(Position identification records)
## START

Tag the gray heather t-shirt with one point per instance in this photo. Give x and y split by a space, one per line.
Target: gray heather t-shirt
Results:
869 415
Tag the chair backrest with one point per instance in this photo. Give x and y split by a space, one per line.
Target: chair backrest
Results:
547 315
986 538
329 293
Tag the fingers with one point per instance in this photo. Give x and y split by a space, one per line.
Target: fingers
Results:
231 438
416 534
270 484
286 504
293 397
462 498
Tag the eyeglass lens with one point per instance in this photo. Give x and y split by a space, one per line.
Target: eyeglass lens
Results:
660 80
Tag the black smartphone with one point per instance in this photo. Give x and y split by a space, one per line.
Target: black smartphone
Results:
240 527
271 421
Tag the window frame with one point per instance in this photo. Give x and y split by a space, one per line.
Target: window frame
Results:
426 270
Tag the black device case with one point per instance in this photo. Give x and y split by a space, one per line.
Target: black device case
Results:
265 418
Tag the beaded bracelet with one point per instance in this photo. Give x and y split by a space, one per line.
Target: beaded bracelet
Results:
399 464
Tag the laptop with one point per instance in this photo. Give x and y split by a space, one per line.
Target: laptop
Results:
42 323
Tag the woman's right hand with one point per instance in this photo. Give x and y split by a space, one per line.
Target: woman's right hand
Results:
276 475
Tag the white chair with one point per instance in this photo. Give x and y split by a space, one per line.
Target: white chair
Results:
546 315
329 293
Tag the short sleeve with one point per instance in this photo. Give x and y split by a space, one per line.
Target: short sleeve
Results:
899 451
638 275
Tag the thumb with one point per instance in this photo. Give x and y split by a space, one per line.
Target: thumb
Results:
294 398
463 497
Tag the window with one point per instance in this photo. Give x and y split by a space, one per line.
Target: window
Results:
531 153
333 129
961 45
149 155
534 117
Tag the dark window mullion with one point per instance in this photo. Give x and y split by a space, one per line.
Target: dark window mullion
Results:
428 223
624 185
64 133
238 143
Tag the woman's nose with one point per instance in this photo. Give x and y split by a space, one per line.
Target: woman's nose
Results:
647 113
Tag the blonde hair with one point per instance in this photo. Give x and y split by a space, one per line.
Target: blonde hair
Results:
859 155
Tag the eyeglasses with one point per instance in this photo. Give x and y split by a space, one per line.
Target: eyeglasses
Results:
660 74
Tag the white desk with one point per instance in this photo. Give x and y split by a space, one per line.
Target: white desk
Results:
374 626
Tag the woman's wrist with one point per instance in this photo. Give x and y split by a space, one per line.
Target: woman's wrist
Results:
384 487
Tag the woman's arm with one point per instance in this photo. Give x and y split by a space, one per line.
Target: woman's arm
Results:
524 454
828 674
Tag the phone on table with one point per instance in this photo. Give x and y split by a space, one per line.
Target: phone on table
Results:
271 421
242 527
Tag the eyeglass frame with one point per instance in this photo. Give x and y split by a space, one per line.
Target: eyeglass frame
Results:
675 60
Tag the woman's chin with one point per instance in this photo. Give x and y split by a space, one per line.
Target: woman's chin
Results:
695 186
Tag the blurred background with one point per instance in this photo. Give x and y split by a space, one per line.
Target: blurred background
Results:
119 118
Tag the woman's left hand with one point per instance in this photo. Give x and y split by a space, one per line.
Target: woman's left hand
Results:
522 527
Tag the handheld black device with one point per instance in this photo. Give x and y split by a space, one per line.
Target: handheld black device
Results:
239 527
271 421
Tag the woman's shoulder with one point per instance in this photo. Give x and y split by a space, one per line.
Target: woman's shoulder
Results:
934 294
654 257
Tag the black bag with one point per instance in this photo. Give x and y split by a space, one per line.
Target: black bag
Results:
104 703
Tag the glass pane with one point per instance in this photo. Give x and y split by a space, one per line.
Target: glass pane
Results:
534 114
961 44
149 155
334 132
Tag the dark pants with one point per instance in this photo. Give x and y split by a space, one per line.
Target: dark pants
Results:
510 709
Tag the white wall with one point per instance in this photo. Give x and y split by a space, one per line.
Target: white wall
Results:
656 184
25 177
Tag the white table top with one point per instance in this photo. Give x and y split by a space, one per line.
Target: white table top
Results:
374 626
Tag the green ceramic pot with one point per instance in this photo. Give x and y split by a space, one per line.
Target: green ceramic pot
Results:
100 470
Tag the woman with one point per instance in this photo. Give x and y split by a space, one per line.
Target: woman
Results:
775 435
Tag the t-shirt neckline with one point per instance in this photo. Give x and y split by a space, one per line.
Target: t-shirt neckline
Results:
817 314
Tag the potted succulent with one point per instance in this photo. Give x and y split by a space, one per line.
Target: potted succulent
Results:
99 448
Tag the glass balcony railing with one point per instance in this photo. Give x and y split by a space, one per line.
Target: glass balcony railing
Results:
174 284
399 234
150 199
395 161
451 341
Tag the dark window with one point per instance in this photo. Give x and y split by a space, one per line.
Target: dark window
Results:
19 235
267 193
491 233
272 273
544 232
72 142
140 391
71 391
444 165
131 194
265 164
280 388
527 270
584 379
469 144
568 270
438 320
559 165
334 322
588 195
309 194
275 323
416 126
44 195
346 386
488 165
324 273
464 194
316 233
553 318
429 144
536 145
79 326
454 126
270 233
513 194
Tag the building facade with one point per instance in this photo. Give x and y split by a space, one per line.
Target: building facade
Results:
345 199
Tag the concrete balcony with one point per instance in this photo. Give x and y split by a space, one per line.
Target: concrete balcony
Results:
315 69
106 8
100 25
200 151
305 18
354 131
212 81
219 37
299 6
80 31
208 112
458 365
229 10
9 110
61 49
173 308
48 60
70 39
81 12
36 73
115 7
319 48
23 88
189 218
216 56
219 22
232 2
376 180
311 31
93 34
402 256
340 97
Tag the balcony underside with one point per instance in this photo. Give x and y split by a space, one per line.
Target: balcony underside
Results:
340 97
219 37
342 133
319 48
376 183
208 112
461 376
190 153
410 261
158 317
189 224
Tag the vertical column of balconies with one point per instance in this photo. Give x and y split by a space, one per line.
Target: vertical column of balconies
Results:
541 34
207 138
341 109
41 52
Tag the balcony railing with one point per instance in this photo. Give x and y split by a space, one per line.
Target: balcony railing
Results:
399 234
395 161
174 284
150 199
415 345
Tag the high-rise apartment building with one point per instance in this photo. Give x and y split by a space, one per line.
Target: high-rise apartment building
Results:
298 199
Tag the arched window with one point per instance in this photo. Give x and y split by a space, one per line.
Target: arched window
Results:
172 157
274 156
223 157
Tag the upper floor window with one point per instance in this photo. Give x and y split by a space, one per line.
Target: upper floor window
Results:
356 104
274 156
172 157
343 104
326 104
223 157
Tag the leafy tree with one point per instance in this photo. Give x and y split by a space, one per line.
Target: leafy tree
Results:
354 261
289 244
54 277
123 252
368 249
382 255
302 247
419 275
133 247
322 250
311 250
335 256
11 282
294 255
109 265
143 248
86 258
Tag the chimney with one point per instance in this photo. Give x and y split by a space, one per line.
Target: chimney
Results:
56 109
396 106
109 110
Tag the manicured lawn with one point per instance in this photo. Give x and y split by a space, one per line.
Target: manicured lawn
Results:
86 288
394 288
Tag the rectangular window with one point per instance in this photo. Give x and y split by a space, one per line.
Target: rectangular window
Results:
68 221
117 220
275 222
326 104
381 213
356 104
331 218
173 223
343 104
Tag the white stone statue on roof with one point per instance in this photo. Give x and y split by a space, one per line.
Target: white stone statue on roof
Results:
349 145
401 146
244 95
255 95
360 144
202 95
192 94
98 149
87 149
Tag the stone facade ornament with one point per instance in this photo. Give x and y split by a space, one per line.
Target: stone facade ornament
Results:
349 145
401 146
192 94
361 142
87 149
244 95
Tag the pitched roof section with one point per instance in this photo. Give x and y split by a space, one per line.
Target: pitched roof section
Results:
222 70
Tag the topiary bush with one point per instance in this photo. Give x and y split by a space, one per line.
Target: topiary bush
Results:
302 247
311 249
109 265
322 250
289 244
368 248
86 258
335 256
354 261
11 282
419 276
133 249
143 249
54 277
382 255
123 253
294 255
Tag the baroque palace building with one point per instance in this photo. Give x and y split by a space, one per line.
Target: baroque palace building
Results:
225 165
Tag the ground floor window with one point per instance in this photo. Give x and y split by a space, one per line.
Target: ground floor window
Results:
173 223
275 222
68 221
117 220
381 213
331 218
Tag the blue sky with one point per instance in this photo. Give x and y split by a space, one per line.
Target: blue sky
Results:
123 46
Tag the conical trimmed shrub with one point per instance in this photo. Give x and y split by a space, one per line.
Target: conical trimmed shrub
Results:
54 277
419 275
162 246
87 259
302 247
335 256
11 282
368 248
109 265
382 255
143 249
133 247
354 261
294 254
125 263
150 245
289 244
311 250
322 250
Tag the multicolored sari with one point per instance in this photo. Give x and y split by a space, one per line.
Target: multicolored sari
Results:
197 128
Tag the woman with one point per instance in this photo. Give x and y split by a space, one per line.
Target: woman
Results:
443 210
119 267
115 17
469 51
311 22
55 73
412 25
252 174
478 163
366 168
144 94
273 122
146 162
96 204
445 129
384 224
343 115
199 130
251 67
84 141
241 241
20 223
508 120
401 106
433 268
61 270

## END

● Instructions for the task: Can you quote exactly the lines from the one containing "Tag the multicolored" through the last line of the records above, and nothing else?

● Task response:
Tag the multicolored sari with one point per instance in this photo. Give x and y split by a space, one per line.
Target: multicolored sari
Results:
197 128
Tag the woman with one point per instance in this photo. Give x and y split by a space, one per line.
Target: woman
Results:
443 210
119 267
115 17
469 51
311 22
55 73
412 25
252 174
478 163
366 168
144 94
273 122
146 162
96 204
445 129
384 224
343 115
199 130
251 67
84 141
241 241
20 223
508 120
401 106
433 268
61 270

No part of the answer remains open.